#### PROBLEM REQUIREMENTS
In the esports games article below, copy the words from "This is an interesting" to "premier esports game." word for word.

#### SELECTED EXCERPT

This is an interesting development as the university is acknowledging esports growing influence in the mainstream media. With many competitive games on the market, I am surprised by some of the games ODU chose. Some are perfect, while others are… well, interesting.

The Good:

  • League of Legends (LoL): A moba (Multiplayer Online Battle Area) made by Riot Games. It is a popular game that brings viewership and a large prize pool. It pits two teams of five against each other, and the goal is for one team to destroy the other’s base. Players get to pick and ban characters from a list of 150 (as of August 2020). Each character has their own unique abilities and traits. It is a premier esports game. 
  • Counter-Strike: Global-Offensive (CS:GO): A first-person shooter created by Valve. This game has many iterations from the original modification of Half-Life to Counter-Strike: Source, with CS:GO being the latest. The game pits two teams of five against one another, with one team planting a bomb while the other defends. They compete for thirty rounds, and the team that wins sixteen rounds wins the match. The rounds last for two minutes. What makes this game different is one minute before each round starts, players can gain in-match cash to buy their loadouts. It is a legacy esport, in my opinion.
  • Rainbow Six Siege (R6): A first-person tactical shooter published by Ubisoft. Their esport scene had a rough beginning, but with community and publisher support, it became a great game to watch and play. Similar to LoL, R6 pits two teams of five against one another, with one team picking from a list of attacker characters or operators, and the other picks from a list of defender operators. The matches are played with the attacking team trying to plant a bomb, and the other team defends. It is similar to CS:GO, but with key differences. Each operator has a unique gadget to help them get to their objective. An attacking operator, like Ash, has a breaching rounds that could destroy non-reinforced walls, and a defender operator, like Tachanka, can place a turret down. As of writing this, he still has his turret, but they are reworking him. Matches are done out of a best two of three system. There are three maps to play on. 
  • Valorant: A new player to the esport scene, it has a growing community with many teams signing players. It is made by Riot Games, who as mentioned earlier, are also the publishers of LoL. It is a first-person shooter with gameplay and gunplay similar to CS:GO, and it has operators equipped with limited utilities, such as smoke domes and flashbangs. Players can earn in-match money to buy armor, weapons and abilities to try to plant their bomb. This is a young scene since Valorant released this past summer. People from other esports games like CS:GO and Overwatch come over to make a name for themselves.

#### INFORMATION SUPPLIED
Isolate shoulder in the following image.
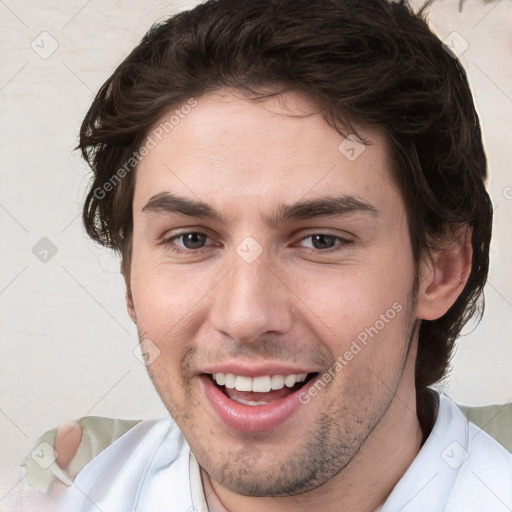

#### WRITTEN RESPONSE
This is an interesting development as the university is acknowledging esports growing influence in the mainstream media. With many competitive games on the market, I am surprised by some of the games ODU chose. Some are perfect, while others are… well, interesting.

The Good:

  • League of Legends (LoL): A moba (Multiplayer Online Battle Area) made by Riot Games. It is a popular game that brings viewership and a large prize pool. It pits two teams of five against each other, and the goal is for one team to destroy the other’s base. Players get to pick and ban characters from a list of 150 (as of August 2020). Each character has their own unique abilities and traits. It is a premier esports game.